= What to work on =
Tell how many lines in the listing below contain the word "tray", giving the number alone.

= Material for this exercise =

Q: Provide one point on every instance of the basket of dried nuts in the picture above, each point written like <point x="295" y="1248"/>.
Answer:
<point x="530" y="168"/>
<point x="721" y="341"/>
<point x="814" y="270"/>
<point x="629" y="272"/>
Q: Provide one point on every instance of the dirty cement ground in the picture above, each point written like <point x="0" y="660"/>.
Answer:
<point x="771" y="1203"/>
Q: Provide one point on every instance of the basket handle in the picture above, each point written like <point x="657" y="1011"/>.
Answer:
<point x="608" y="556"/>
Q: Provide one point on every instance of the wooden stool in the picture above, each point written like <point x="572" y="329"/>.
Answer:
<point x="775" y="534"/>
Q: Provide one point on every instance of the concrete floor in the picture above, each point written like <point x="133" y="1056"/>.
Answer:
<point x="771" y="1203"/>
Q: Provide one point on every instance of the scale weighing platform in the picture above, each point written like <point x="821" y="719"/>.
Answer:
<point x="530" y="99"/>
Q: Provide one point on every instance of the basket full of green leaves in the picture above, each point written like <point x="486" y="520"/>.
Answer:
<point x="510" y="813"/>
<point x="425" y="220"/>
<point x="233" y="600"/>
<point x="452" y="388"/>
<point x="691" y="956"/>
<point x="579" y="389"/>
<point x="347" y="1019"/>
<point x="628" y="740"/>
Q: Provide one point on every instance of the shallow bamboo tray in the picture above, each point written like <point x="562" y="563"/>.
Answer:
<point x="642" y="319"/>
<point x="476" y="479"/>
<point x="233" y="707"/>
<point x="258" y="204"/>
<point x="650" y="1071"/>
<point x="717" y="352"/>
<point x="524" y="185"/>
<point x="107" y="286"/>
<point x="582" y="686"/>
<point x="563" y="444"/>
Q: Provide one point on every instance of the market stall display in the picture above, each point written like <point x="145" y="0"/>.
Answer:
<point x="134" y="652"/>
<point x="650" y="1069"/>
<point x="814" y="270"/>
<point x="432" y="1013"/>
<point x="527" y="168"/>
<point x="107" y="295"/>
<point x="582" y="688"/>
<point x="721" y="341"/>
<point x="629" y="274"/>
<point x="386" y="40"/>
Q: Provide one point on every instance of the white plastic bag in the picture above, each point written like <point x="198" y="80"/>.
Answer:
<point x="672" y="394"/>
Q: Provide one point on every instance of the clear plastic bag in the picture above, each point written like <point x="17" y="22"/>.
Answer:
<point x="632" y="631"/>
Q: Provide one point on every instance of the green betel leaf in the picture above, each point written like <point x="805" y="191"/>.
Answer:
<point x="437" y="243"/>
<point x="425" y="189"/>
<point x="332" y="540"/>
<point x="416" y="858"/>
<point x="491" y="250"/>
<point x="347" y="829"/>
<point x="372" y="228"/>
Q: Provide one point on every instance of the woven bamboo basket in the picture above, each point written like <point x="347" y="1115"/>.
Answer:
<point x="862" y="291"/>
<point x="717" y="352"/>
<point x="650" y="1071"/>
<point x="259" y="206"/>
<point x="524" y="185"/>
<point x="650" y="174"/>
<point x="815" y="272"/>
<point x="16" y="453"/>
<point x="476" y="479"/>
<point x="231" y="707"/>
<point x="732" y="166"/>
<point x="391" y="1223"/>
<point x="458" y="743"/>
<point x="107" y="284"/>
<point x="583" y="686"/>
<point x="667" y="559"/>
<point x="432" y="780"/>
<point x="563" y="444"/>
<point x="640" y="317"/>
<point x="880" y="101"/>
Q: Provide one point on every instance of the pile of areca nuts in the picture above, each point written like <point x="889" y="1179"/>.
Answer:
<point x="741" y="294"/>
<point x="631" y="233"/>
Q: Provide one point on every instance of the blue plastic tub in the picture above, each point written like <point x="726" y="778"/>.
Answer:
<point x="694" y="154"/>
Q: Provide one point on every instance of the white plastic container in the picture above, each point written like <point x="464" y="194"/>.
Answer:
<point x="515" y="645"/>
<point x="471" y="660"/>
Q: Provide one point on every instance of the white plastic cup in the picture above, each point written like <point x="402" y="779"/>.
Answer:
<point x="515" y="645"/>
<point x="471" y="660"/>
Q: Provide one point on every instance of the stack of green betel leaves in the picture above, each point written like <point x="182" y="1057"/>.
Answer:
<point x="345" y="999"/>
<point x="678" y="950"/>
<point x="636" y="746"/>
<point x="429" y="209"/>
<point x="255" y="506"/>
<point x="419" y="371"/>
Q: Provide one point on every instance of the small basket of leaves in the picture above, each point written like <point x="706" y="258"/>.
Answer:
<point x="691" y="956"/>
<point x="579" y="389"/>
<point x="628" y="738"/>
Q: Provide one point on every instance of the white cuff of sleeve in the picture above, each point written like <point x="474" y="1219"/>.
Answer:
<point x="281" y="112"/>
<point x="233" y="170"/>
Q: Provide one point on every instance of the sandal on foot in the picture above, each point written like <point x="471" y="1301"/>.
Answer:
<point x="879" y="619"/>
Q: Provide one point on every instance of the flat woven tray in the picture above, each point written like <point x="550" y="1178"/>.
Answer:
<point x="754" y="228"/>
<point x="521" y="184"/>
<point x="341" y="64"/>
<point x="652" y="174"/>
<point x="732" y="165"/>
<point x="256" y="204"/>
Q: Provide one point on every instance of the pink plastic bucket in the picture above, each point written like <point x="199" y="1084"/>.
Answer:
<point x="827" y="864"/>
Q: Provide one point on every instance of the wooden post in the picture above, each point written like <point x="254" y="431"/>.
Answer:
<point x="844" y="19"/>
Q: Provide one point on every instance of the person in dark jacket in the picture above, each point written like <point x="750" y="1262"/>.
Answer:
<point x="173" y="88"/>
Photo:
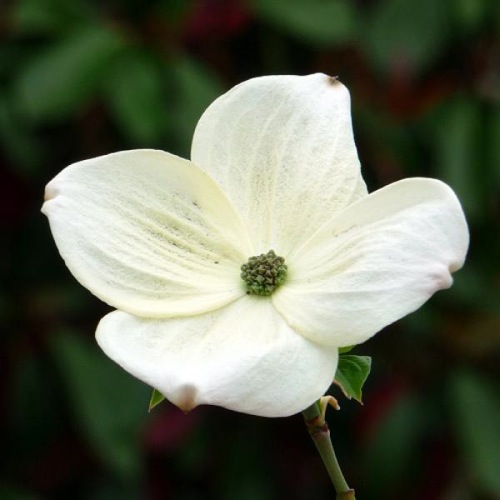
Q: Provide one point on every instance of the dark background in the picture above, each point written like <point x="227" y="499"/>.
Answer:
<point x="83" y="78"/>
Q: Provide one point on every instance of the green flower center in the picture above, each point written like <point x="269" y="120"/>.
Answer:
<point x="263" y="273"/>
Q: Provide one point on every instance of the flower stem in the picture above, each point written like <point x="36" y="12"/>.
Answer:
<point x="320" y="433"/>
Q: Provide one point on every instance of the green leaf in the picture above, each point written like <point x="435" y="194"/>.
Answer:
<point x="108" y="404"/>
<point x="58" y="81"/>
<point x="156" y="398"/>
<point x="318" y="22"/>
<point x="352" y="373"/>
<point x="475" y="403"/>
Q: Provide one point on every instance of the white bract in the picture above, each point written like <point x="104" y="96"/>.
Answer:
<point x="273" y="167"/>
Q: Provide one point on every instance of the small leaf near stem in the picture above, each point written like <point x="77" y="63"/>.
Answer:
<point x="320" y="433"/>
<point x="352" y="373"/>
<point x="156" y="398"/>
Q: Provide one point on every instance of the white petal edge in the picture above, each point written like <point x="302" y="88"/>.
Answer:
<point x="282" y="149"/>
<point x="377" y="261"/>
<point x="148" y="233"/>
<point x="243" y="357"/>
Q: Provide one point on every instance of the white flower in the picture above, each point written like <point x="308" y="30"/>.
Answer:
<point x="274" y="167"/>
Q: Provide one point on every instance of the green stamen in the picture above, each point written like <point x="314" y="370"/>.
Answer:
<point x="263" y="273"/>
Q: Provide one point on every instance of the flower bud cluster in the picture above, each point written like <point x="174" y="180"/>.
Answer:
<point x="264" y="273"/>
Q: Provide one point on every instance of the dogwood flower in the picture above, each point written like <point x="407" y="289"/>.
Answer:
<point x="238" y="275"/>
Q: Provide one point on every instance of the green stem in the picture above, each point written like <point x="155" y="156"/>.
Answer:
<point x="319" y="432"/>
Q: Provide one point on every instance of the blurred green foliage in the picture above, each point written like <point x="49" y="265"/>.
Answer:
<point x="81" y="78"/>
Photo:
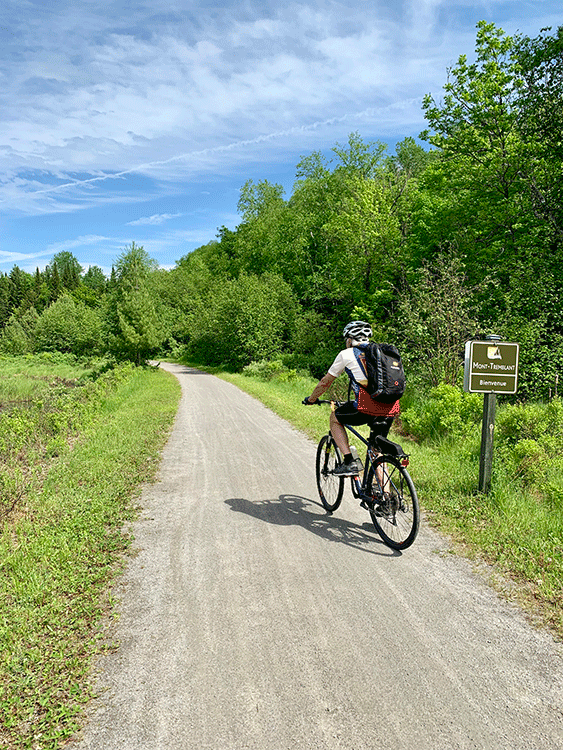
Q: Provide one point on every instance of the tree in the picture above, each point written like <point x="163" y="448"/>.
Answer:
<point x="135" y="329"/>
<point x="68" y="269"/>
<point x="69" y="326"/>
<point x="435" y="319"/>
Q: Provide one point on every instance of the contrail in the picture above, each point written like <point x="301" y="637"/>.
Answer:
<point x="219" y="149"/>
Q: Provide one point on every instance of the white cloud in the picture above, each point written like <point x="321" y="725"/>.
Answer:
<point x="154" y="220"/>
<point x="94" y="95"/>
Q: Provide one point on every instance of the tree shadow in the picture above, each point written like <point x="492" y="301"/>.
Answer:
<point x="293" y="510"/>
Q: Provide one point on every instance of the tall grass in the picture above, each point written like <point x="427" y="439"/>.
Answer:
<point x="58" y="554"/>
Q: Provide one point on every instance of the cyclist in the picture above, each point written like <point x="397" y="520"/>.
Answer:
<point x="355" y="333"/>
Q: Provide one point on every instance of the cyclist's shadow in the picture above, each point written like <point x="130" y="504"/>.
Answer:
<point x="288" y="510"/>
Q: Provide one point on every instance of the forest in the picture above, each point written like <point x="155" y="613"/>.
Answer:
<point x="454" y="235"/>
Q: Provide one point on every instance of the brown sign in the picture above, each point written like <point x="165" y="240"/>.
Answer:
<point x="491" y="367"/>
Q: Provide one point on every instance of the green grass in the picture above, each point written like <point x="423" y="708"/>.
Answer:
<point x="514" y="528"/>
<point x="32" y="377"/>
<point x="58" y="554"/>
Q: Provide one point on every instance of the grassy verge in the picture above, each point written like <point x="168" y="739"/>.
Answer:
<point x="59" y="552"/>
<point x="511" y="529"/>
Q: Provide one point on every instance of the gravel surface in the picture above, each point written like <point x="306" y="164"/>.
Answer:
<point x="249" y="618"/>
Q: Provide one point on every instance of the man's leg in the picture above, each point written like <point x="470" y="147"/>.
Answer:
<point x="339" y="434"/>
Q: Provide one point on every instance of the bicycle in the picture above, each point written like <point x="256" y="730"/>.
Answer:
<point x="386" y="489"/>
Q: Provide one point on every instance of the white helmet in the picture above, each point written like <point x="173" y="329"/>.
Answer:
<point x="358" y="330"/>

= Solution =
2